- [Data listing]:

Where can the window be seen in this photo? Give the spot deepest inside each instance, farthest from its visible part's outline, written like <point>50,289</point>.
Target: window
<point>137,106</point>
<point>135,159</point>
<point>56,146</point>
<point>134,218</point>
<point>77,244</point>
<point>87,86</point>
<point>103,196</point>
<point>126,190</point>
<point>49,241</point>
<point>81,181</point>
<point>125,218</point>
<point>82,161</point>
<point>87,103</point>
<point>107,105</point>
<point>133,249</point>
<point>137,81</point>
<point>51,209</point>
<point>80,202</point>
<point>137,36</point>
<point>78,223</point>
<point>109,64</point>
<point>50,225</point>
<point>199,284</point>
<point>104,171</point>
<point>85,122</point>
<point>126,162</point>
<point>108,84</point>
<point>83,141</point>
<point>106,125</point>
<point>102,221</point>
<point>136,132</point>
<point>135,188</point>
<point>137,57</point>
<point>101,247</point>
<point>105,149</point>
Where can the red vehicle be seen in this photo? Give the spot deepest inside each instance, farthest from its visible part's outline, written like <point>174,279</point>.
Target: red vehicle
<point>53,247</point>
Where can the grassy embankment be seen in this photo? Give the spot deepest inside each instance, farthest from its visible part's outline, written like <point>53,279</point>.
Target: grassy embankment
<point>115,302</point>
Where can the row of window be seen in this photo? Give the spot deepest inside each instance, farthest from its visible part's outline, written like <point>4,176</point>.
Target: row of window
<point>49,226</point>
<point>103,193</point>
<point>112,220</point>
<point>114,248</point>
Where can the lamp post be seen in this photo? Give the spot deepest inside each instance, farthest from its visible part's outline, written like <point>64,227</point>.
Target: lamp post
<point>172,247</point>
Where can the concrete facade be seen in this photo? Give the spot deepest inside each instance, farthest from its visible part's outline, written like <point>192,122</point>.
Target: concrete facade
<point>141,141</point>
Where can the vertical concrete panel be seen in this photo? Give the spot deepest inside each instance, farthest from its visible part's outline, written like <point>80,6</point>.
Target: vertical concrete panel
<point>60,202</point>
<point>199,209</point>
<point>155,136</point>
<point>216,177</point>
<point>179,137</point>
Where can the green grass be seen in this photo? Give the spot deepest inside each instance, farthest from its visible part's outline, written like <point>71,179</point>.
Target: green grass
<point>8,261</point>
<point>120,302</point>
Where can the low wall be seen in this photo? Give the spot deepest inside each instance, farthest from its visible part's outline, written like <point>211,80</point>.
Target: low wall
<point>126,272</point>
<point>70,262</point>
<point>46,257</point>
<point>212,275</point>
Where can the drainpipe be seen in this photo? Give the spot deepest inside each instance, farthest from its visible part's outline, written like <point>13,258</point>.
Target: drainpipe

- [Required work]: Rewrite the entries above, replacing every "concrete" with "brick" and leaving everything else unchanged.

- [Result]:
Where can the window be seen in this photo? Give the spot deepest inside each instance, farthest from its visible part's outline, written like <point>50,289</point>.
Target: window
<point>137,106</point>
<point>135,159</point>
<point>56,146</point>
<point>134,218</point>
<point>77,244</point>
<point>87,86</point>
<point>103,196</point>
<point>126,190</point>
<point>49,241</point>
<point>81,181</point>
<point>125,218</point>
<point>82,161</point>
<point>87,103</point>
<point>107,105</point>
<point>133,249</point>
<point>137,81</point>
<point>51,209</point>
<point>80,202</point>
<point>137,36</point>
<point>78,223</point>
<point>109,64</point>
<point>50,225</point>
<point>199,284</point>
<point>104,171</point>
<point>85,122</point>
<point>126,162</point>
<point>108,84</point>
<point>83,141</point>
<point>106,125</point>
<point>102,221</point>
<point>136,132</point>
<point>135,188</point>
<point>137,57</point>
<point>101,247</point>
<point>105,149</point>
Where can the red vehicle be seen in this photo? Give the spot deepest inside each instance, farthest from its visible part's outline, written like <point>174,279</point>.
Target: red vehicle
<point>53,247</point>
Where can the grassy embankment be seen in this photo? Give the spot deepest inside each instance, farthest from its visible part's outline, written like <point>53,279</point>.
Target: grassy embankment
<point>115,302</point>
Where can the row of window be seen in this photo? Give the spot deepest inside each instance, farthest from its visible part's outline, written like <point>4,176</point>.
Target: row of window
<point>49,226</point>
<point>103,193</point>
<point>112,220</point>
<point>114,248</point>
Where can the lamp post be seen in this photo? Give the spot deepest inside each instance, farthest from its visible part's outline, written like <point>64,227</point>.
Target: lamp post
<point>172,247</point>
Where can the brick facade be seen in this photo? Give the spot deepest inside each instance, farthest from its visible part's outline, written like <point>192,122</point>.
Target: brick facade
<point>141,141</point>
Where can the vertical brick panel be seen in this photo? Give the spot deepest inside each instance, farthest from its visible part's outline, written like <point>80,6</point>.
Target: vertical brick panel
<point>60,202</point>
<point>199,209</point>
<point>155,136</point>
<point>216,177</point>
<point>179,137</point>
Where can the green grass be seen in this photo? Give the spot deepest inside each instance, farthest from its visible part's outline, written like <point>71,179</point>.
Target: green grass
<point>8,261</point>
<point>120,302</point>
Where can the low wall be seen in this photo? Give the spot deepest inside each instance, farthest from its visible part's outline, written like <point>211,80</point>.
Target: low wall
<point>126,272</point>
<point>70,262</point>
<point>46,257</point>
<point>212,275</point>
Where can the drainpipe be seen in this photo? Give the spot deepest inside each instance, farthest from its visible part's outline, written like <point>13,258</point>.
Target: drainpipe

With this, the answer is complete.